* Texte source *
..........
La nature, encore un espace de liberté ?

La nature, encore
un espace de liberté ?

Et bien pour décourager définitivement les promeneurs un peu trop curieux ou aventureux

de s'éloigner des chemins et de s'introduire dans les vastes espaces naturels que certains
ont privatisé !

Car la nature, cette bulle dans laquelle nous sommes nombreux à nous évader pour trouver
le réconfort et la force de survivre dans cette société brutale, sale, bruyante, hyper
règlementée et dirigiste, est très loin d'être l'espace de liberté rêvé.
Si j'ai imaginé naïvement, plus jeune, pouvoir me déplacer sans contrainte et suivre les
animaux au fil des saisons dans les forêts autour de chez moi, le message délivré par ce
panneau et les autres auxquels il est difficile d'échapper m'a très vite rappelé à la réalité.

Car 75% des forêts Françaises sont privées ainsi que la totalité des plaines agricoles qui
composent l'essentiel des paysages d'une grande partie de notre territoire.
Quand on habite certaines régions comme l'Ile de France, nature et liberté sont donc deux
notions très relatives qui ne s'accordent pas automatiquement contrairement à ce que beaucoup
de personnes pensent.

Les forêts publiques ne représentant que 25% des surfaces forestières Françaises, il y a ainsi
plus de probabilités pour que les bois qui bordent nos lieux d'habitation soient privés que
le contraire.
C'est le cas pour ma commune et je n'ai en principe, comme l'ensemble des ses habitants, pas
le droit d'y pénétrer et donc de profiter de la nature qui nous entoure.

Alors quels sont les espaces, en dehors du béton de nos villes, dans lesquels nous avons le
droit et l'autorisation de mettre les pieds quand nous n'avons pas accès directement à une
forêt domaniale ?
..........
* Consignes *
A) Recopiez tout le passage du texte sur la nature allant de « Si j'ai imaginé » jusqu'à « le contraire. ».
B) Répondez aux questions suivantes à partir du texte sur la nature.
(i) Quelle proportion des forêts françaises est privée ?
(ii) Quels espaces sont privés dans leur totalité ?
(iii) Quelle région est donnée en exemple d'un endroit où nature et liberté ne vont pas forcément ensemble ?
La liste qui suit n'a aucun lien avec le texte sur la nature.

* Données sources *
..........
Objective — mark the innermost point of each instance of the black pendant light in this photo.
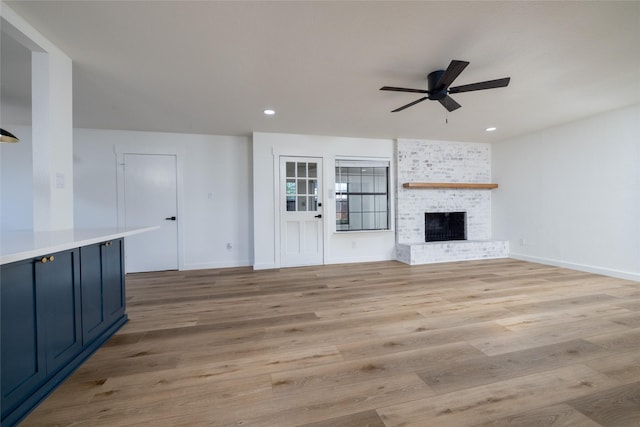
..........
* Réponses *
A)
Si j'ai imaginé naïvement, plus jeune, pouvoir me déplacer sans contrainte et suivre les
animaux au fil des saisons dans les forêts autour de chez moi, le message délivré par ce
panneau et les autres auxquels il est difficile d'échapper m'a très vite rappelé à la réalité.

Car 75% des forêts Françaises sont privées ainsi que la totalité des plaines agricoles qui
composent l'essentiel des paysages d'une grande partie de notre territoire.
Quand on habite certaines régions comme l'Ile de France, nature et liberté sont donc deux
notions très relatives qui ne s'accordent pas automatiquement contrairement à ce que beaucoup
de personnes pensent.

Les forêts publiques ne représentant que 25% des surfaces forestières Françaises, il y a ainsi
plus de probabilités pour que les bois qui bordent nos lieux d'habitation soient privés que
le contraire.

B)
(i) 75 % des forêts françaises sont privées.
(ii) Les plaines agricoles sont privées dans leur totalité.
(iii) L'Île-de-France.